■ **Stored records**
----

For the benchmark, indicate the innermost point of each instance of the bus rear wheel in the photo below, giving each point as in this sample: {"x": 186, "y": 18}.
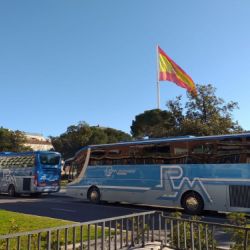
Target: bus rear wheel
{"x": 11, "y": 191}
{"x": 192, "y": 203}
{"x": 94, "y": 195}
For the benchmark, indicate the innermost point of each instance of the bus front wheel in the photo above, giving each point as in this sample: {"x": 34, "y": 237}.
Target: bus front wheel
{"x": 11, "y": 191}
{"x": 192, "y": 203}
{"x": 94, "y": 195}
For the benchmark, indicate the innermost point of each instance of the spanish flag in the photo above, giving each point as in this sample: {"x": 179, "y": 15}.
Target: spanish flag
{"x": 170, "y": 71}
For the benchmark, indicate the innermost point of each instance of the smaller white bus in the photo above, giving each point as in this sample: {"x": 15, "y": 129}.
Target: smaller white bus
{"x": 31, "y": 173}
{"x": 194, "y": 173}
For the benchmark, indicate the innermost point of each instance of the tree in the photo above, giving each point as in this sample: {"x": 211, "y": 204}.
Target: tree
{"x": 12, "y": 141}
{"x": 78, "y": 136}
{"x": 152, "y": 123}
{"x": 204, "y": 114}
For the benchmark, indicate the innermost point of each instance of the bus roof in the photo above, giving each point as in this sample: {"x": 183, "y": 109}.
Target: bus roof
{"x": 26, "y": 153}
{"x": 167, "y": 139}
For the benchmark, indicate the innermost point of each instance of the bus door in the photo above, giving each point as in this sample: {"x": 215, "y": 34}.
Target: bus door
{"x": 6, "y": 179}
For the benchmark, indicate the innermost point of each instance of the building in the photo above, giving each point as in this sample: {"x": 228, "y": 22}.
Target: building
{"x": 38, "y": 142}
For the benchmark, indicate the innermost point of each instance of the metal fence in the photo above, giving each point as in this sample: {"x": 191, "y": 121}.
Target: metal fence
{"x": 127, "y": 231}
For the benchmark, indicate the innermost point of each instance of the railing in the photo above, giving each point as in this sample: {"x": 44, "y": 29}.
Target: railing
{"x": 179, "y": 233}
{"x": 136, "y": 229}
{"x": 112, "y": 233}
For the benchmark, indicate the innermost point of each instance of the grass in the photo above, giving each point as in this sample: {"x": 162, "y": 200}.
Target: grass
{"x": 11, "y": 222}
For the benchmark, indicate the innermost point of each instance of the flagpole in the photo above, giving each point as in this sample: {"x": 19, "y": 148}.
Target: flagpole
{"x": 157, "y": 77}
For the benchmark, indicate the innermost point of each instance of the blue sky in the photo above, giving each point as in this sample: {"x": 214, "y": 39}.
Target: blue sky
{"x": 62, "y": 62}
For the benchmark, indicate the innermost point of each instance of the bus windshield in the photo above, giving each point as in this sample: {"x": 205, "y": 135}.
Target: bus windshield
{"x": 49, "y": 159}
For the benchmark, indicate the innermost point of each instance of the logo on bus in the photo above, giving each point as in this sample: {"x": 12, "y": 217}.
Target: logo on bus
{"x": 173, "y": 181}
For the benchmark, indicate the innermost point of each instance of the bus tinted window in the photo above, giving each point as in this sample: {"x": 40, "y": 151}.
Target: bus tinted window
{"x": 49, "y": 159}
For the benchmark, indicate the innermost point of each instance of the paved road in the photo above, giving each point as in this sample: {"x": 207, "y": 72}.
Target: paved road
{"x": 62, "y": 207}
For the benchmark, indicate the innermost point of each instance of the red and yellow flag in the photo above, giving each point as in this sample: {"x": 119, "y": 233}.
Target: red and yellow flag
{"x": 170, "y": 71}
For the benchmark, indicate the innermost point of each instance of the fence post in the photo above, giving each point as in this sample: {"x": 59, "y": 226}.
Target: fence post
{"x": 246, "y": 239}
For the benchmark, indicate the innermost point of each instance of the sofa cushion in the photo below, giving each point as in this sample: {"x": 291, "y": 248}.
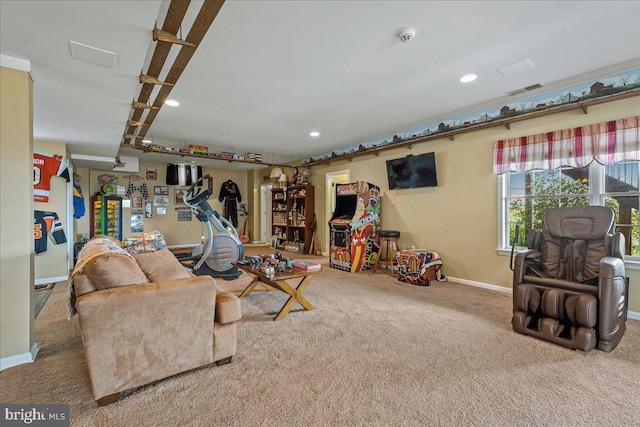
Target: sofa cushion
{"x": 160, "y": 265}
{"x": 113, "y": 270}
{"x": 82, "y": 285}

----

Reproduce every entry above with "innermost point" switched to "center point" everywhere and nothing else changed. Omit the pictures from your copy.

■ **SOLUTION TO THE EXERCISE**
For the benchmark, indicate the center point of each instance of the bus rear wheel in the photo below, giving each point as in this sample: {"x": 186, "y": 18}.
Target: bus rear wheel
{"x": 11, "y": 191}
{"x": 192, "y": 203}
{"x": 94, "y": 195}
For the benchmark, indicate the center point of each instance of the bus front wheel in the photo above, giving each point as in this sample: {"x": 34, "y": 237}.
Target: bus front wheel
{"x": 11, "y": 191}
{"x": 192, "y": 203}
{"x": 94, "y": 195}
For the benchmark, indicate the center point of each instance of the spanish flag in the photo above, giving each point as in this sample: {"x": 179, "y": 15}.
Target: spanish flag
{"x": 170, "y": 71}
For the benchmark, indicate the center point of each instance of the smaller white bus in the photo above, giving each point as in this sample: {"x": 15, "y": 129}.
Target: smaller white bus
{"x": 31, "y": 173}
{"x": 194, "y": 173}
For the benchmark, indicate the center point of each instance of the tree in the photo above, giving each point as in this sample: {"x": 211, "y": 204}.
Target: tree
{"x": 12, "y": 141}
{"x": 78, "y": 136}
{"x": 152, "y": 123}
{"x": 204, "y": 114}
For the benchmark, indicate the center point of each instance of the bus roof in the photo above, giving each point as in this sample: {"x": 183, "y": 109}.
Target: bus roof
{"x": 26, "y": 153}
{"x": 167, "y": 139}
For the benchmark, indicate the center point of each instance of the bus door in the photo above, giving each point as in this sample: {"x": 215, "y": 34}.
Target: bus door
{"x": 6, "y": 179}
For the benchmark, indicate the center point of each instance of the building in the photo above, giving each point as in this sample: {"x": 228, "y": 22}.
Target: building
{"x": 38, "y": 142}
For the benchmark, indicate the center point of each instance of the metal fence in the photo above, giving each point as in this sample: {"x": 191, "y": 121}.
Target: metal fence
{"x": 127, "y": 231}
For the benchmark, indicate the center point of each instance of the railing in the photo above, giving each point as in this sample: {"x": 44, "y": 29}.
Target: railing
{"x": 179, "y": 233}
{"x": 136, "y": 229}
{"x": 112, "y": 233}
For the benchmark, indicate the center point of each instance of the grass in the photo above, giving each point as in this sample: {"x": 162, "y": 200}.
Target: grass
{"x": 11, "y": 222}
For the benchmark, indicate the center point of each instance of the flagpole in the photo above, giving each point as in this sample: {"x": 19, "y": 148}.
Target: flagpole
{"x": 157, "y": 77}
For the benchmark, indicate the center point of each instance of the blue sky in the photo above, giving each point as in this sample: {"x": 214, "y": 39}.
Target: blue sky
{"x": 62, "y": 62}
For the benchmark, indicate the center point of each instance of the bus windshield in the photo above, giving each point as in this sample: {"x": 205, "y": 135}.
Target: bus windshield
{"x": 49, "y": 159}
For the benchmark, indicate the center point of each instance of the logo on bus in the photo above, giving each point as in this sample: {"x": 12, "y": 217}.
Target: logo on bus
{"x": 173, "y": 181}
For the benchmark, indicate the center point of each instance of the bus tinted window in the photo above, giving each point as in this sample: {"x": 40, "y": 151}.
Target: bus tinted window
{"x": 49, "y": 159}
For the benchmark, indicate the center point of each instance of the paved road in the photo above, giving each point as in this sample: {"x": 207, "y": 72}.
Target: paved road
{"x": 62, "y": 207}
For the benchmark, indicate the center point of each instance of the red and yellow flag in the photo above, giving each point as in this sample: {"x": 119, "y": 233}.
Target: red and yellow flag
{"x": 170, "y": 71}
For the benchmark, indicate the center point of each instance of the fence post in the photo above, giving each point as in this sample: {"x": 59, "y": 226}.
Target: fence post
{"x": 246, "y": 239}
For the benchmark, indicate the center point of each instance of the sofa cushion in the photo below, giving each point as in this sample: {"x": 291, "y": 248}.
Target: sofa cushion
{"x": 160, "y": 265}
{"x": 113, "y": 270}
{"x": 82, "y": 285}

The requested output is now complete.